Top of Text section
1. What is pre-diabetes?
Pre-diabetes is the state that occurs when a person's blood glucose (sugar) levels are higher than normal but not high enough for a diagnosis of diabetes. Studies have shown that many people with pre-diabetes develop Type 2 diabetes in the following 10 years.
2. What is Type 1 and Type 2 diabetes?
A person with Type 1 diabetes has high blood glucose levels because the pancreas is not able to produce enough insulin. Type 1 diabetes usually begins at a young age and often with dramatic symptoms. People with Type 1 diabetes must be given insulin injections daily. To control their blood glucose levels, they have to learn how to balance the foods they eat and the activities they do with the insulin they take. Type 2 diabetes is the most common type of diabetes, affecting an estimated 90% of all diabetic patients. A person with Type 2 diabetes is able to produce some insulin but this may not be effective in keeping the blood glucose level normal.
Type 2 diabetes usually comes later in life, often after the age of 40. Many people may not realise they have diabetes as the symptoms begin gradually. Type 2 diabetes can be controlled by diet, exercise and oral medications. Insulin injections may be needed if these measures fail to provide good control.
3. What are the steps I should take to control my diet?
When you have diabetes, it is important to watch your portion size, especially for carbohydrates, as they have a greater impact on your blood glucose levels. Keep your portion size within the recommendations of your dietitian. Opt for good carbohydrate sources including whole-grains, legumes, fruit, vegetables and low fat milk. It is also important to limit intake of food which are high in salt, saturated and trans fat and cholesterol.
4. Can I still drink alcohol?
If your blood glucose level is under control (i.e your HbA1c is within target range), you may drink alcohol within the recommended amounts (i.e 1 standard drink for women and 2 standard drinks for men per day). Be careful if you are on insulin injection as taking alcohol can lower your blood glucose level even further and put you at risk of hypoglycaemia (low blood sugar).
Bottom of Text section
Top of Records provided
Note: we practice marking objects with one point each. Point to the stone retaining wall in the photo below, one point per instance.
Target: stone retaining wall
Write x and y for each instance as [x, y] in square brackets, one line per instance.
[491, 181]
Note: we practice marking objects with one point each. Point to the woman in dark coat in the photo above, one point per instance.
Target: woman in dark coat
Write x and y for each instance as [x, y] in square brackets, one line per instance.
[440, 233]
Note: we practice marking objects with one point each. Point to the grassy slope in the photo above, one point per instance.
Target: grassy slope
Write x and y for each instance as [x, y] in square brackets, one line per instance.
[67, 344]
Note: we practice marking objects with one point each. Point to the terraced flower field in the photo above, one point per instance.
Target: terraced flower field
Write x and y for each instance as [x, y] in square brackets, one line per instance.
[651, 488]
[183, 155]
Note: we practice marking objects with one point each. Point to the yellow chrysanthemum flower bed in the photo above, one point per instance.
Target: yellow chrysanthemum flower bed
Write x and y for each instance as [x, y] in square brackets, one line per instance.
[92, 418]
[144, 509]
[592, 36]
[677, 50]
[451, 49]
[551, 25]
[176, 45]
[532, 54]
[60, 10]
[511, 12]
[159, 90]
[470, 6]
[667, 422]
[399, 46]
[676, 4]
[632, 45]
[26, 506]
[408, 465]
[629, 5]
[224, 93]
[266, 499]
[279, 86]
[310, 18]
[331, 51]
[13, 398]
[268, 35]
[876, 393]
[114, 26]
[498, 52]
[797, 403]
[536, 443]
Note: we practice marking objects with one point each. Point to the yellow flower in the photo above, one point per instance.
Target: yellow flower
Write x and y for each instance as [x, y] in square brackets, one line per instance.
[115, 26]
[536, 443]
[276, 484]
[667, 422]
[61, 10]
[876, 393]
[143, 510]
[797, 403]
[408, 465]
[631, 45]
Bottom of Records provided
§ What to work on
a – Reproduce the part of the diabetes text starting with "When you have" and going on through "still drink alcohol?".
b – According to the diabetes text, what share of all diabetic patients does Type 2 diabetes affect?
This material is separate from the diabetes text.

§ Task-by-task outputs
a –
When you have diabetes, it is important to watch your portion size, especially for carbohydrates, as they have a greater impact on your blood glucose levels. Keep your portion size within the recommendations of your dietitian. Opt for good carbohydrate sources including whole-grains, legumes, fruit, vegetables and low fat milk. It is also important to limit intake of food which are high in salt, saturated and trans fat and cholesterol.
4. Can I still drink alcohol?

b – An estimated 90% of all diabetic patients.